_What you have to do_
Lay out the entries below as a numbered list, beginning with the first line and continuing through the line that contains "point(150, 275)", with both ends included. Leave out any blank lines.

_Entries provided_
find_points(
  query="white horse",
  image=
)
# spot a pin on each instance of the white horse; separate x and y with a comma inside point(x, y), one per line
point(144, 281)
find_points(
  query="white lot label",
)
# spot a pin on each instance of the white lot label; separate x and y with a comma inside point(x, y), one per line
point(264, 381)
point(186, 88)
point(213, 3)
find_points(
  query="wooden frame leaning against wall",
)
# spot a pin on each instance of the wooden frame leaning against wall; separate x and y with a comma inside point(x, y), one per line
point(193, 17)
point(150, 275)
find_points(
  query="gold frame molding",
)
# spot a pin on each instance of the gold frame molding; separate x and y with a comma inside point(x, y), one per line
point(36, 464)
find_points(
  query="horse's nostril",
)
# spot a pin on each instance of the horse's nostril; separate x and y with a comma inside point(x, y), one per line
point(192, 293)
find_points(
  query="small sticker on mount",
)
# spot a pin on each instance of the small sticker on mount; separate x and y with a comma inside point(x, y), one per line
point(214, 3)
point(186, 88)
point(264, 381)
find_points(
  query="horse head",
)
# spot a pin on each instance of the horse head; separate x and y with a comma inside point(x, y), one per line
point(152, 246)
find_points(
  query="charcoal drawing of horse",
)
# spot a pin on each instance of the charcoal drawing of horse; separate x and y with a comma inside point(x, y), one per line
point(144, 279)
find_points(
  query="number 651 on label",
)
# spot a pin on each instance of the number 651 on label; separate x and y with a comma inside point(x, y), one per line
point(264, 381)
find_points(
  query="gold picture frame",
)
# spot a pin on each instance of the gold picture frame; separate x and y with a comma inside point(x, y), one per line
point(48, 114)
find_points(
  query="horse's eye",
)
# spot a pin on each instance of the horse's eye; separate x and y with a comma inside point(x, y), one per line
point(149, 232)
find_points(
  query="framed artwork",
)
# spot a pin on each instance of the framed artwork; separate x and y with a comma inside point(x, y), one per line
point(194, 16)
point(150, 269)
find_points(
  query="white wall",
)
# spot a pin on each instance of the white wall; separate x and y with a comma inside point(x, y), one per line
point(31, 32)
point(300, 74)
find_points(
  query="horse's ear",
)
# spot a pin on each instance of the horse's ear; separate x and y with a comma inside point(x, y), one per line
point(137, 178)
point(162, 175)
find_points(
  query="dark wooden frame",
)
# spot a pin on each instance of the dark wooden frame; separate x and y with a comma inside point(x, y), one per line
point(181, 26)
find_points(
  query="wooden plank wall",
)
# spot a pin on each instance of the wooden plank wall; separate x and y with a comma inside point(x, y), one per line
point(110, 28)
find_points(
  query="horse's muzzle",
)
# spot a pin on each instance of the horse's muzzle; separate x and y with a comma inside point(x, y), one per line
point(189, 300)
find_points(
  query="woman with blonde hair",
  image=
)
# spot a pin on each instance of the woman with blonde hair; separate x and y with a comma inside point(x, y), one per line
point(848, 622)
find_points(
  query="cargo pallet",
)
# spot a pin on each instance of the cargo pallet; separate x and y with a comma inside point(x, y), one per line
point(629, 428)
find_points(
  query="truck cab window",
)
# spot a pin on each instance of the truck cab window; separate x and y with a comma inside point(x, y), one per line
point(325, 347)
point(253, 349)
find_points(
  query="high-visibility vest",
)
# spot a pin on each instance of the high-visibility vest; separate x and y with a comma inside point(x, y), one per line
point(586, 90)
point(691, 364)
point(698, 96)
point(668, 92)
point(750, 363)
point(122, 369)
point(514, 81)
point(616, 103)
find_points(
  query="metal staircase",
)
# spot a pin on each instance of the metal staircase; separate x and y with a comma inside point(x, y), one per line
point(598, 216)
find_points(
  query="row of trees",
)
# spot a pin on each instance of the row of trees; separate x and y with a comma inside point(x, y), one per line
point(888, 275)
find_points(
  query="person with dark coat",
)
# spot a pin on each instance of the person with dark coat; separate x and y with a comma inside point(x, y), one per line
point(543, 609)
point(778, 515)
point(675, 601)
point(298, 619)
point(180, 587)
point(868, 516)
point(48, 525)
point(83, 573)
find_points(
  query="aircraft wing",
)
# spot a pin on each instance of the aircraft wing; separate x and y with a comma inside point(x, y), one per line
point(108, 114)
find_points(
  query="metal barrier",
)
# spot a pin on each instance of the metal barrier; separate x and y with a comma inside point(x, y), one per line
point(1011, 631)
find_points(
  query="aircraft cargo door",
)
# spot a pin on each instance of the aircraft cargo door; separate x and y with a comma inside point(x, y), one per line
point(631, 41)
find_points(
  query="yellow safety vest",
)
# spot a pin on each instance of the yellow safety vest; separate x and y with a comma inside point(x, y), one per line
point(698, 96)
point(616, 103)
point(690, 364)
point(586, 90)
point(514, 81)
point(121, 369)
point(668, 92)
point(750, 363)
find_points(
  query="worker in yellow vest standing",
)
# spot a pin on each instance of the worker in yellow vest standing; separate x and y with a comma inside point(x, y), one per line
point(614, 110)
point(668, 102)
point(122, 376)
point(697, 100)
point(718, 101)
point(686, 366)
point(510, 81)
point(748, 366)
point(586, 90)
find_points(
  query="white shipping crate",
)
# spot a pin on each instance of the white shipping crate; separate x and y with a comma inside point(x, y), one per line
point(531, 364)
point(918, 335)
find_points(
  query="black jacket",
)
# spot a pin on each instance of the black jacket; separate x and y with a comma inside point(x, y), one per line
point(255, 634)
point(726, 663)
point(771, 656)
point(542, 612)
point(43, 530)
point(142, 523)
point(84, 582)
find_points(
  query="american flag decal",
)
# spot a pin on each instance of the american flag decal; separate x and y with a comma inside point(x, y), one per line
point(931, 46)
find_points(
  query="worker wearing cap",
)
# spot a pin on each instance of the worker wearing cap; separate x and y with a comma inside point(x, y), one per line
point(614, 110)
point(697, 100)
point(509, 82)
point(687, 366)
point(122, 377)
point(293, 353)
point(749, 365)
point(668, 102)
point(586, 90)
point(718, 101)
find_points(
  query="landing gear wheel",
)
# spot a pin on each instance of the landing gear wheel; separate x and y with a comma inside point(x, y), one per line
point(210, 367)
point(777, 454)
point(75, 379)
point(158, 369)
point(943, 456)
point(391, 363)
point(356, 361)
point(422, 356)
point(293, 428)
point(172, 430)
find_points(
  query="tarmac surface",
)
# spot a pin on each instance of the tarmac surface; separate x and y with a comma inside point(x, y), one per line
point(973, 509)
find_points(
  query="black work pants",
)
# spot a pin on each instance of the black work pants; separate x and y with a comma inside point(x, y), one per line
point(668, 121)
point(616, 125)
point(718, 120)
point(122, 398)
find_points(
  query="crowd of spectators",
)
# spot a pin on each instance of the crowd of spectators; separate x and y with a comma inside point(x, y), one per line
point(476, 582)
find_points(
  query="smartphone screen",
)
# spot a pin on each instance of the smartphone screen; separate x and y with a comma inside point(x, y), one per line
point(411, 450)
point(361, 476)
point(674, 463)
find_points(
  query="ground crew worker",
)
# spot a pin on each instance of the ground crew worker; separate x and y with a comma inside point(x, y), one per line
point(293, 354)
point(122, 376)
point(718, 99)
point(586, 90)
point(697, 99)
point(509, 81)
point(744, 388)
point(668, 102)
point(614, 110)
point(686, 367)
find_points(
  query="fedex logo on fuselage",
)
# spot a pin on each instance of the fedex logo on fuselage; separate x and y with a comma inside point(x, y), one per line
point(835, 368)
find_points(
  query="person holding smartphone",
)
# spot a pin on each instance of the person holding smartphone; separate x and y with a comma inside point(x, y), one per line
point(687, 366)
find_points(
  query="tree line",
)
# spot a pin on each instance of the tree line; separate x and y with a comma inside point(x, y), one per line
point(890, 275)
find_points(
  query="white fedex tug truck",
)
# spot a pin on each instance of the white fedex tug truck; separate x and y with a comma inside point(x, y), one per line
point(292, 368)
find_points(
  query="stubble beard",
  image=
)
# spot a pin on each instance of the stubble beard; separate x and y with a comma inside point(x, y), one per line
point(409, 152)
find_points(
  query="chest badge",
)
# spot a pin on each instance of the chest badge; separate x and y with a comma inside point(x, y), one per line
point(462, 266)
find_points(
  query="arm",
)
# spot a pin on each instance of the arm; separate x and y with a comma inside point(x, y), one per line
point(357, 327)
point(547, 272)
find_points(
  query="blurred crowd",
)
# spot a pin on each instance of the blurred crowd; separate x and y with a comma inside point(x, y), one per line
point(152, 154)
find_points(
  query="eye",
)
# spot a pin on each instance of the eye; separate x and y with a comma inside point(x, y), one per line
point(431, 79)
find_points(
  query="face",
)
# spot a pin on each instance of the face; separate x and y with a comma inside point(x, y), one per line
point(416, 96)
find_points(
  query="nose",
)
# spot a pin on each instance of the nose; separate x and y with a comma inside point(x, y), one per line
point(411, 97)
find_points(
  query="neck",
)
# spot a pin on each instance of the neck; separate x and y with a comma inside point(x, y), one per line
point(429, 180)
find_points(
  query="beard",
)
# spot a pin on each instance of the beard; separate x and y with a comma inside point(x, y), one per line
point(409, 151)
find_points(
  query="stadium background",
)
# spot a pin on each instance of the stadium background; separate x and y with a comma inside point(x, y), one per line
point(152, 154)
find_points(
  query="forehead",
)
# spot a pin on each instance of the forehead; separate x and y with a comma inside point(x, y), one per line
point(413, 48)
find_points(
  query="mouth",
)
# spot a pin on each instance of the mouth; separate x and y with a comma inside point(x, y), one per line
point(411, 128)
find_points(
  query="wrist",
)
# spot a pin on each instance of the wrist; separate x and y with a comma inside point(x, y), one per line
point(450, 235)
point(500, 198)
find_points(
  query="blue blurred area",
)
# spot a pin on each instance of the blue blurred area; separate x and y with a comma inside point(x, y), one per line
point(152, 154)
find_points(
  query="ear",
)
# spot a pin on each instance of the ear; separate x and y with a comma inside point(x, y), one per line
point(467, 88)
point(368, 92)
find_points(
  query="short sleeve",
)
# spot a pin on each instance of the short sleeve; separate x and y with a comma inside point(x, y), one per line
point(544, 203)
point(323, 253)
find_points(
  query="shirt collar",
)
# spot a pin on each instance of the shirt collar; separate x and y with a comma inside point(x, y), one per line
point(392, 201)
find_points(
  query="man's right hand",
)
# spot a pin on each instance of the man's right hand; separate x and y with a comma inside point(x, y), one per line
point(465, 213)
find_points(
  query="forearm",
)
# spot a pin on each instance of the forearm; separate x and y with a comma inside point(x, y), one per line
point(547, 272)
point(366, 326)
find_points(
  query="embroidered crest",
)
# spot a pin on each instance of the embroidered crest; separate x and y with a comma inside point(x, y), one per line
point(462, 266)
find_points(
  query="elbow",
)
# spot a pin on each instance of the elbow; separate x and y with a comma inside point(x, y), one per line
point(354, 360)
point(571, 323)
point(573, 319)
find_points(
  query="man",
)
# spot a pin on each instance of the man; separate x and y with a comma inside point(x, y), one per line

_Full solution_
1. find_points(
2.   query="white horse",
3.   image=
4. )
5. # spot a pin on each instance of the white horse; separate x and y with a comma inside point(x, y), one per line
6. point(144, 281)
7. find_points(
8.   query="white lot label",
9. )
10. # spot a pin on each instance of the white lot label; separate x and y with a comma inside point(x, y), one per line
11. point(264, 381)
12. point(186, 88)
13. point(213, 3)
14. find_points(
15.   query="wooden frame leaning against wall",
16. )
17. # spot a pin on each instance of the wooden frame leaning against wall; separate x and y with a comma inside point(x, y), one per line
18. point(193, 17)
19. point(150, 275)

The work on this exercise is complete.